### Your objective:
Reproduce the following lines word for word, keeping every line in its original order.

### Dataset extract:
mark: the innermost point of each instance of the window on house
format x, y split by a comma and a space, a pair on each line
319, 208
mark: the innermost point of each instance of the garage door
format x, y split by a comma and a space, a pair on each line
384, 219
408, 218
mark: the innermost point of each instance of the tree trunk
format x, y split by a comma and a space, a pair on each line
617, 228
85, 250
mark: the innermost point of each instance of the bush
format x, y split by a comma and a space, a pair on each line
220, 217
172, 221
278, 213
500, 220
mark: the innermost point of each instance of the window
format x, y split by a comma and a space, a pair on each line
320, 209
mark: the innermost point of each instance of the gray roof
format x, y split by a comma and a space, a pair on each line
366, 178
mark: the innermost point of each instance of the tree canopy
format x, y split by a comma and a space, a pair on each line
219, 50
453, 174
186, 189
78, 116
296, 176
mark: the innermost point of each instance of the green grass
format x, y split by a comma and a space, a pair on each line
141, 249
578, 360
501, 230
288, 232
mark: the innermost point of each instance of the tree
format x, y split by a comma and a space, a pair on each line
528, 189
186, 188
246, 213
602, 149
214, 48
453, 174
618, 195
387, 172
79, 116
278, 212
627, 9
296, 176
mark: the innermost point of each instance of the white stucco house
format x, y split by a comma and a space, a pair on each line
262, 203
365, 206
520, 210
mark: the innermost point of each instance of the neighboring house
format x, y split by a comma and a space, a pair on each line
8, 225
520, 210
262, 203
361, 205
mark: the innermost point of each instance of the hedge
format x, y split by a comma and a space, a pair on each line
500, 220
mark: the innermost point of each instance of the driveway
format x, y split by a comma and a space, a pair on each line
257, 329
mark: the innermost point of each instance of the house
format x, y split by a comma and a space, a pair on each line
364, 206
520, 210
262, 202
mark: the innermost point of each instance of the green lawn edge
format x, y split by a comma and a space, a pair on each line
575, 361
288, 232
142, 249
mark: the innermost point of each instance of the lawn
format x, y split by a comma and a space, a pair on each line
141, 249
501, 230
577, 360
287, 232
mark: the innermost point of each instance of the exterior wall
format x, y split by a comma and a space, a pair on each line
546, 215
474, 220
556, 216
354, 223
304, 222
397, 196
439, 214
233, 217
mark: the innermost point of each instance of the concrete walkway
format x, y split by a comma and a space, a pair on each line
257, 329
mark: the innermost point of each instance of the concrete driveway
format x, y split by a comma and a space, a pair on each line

### Exercise result:
mark: the innermost point of each instance of the window on house
format x, y split by a comma and a space, a pair on each line
319, 208
mark: the innermost point of each instance of the garage door
format x, y split by a comma and a space, a pair on each line
384, 219
408, 218
mark: the innermost point of each instance of the tree trunk
format x, y split by a comma and a space, a pair on each line
617, 228
85, 250
mark: the innermost point of each instance of the bush
format x, y split by a comma and a space, a pair on each line
220, 217
172, 221
278, 213
500, 220
mark: the innermost point of each instance of the window
format x, y split by a comma and a space, a pair on each line
320, 209
mark: the innermost point of each instance of the gray roof
format x, y split by a comma and a space, a pair on each line
366, 178
mark: the innermost point of each instance of the tree canopy
format x, y split by a comma and a space, a pair on each line
219, 50
453, 174
186, 189
78, 116
296, 176
mark: the innermost point of each instance of the green grass
format x, y split by a comma and a space, a pair on each line
141, 249
578, 360
501, 230
288, 232
mark: the innermost point of each instance of the tree
format x, y split by a comma and a space, a pair on each line
528, 189
186, 188
246, 213
602, 149
214, 48
453, 174
618, 195
387, 172
79, 116
278, 212
627, 9
296, 176
mark: the innermost point of each instance of the white stucco house
format x, y split by a comma and a space, a pair on each line
262, 203
365, 206
520, 210
mark: the innermost point of each instance of the neighboring house
format x, y split by a comma and a space, a pair on each line
8, 225
520, 210
262, 203
361, 205
mark: the innermost point of each instance of the hedge
format x, y split by a comma and a space, a pair on each line
500, 220
mark: the innermost point of each instance of the driveway
format x, y split by a comma and a space, a pair on each line
257, 329
mark: the innermost point of each instance of the house
format x, y split by a comma and a space, a pair on each line
364, 206
520, 210
262, 202
mark: the innermost point of each instance of the green lawn edge
format x, y split by a comma and a space, a pair on each line
575, 361
288, 232
142, 249
mark: the innermost point of each instance of the lawn
format x, y split by a comma and a space, a pair on each line
141, 249
501, 230
577, 360
287, 232
mark: the innermost point of each instance of the exterior wall
format x, y split by a comma and a space, a pair on each line
546, 215
474, 220
556, 216
354, 223
304, 222
397, 196
439, 214
233, 217
mark: the innermost point of each instance of the concrete walkway
format x, y split by a comma and a space, a pair on each line
257, 329
mark: the innermost point of each instance of the concrete driveway
format x, y split by a comma and a space, a pair on each line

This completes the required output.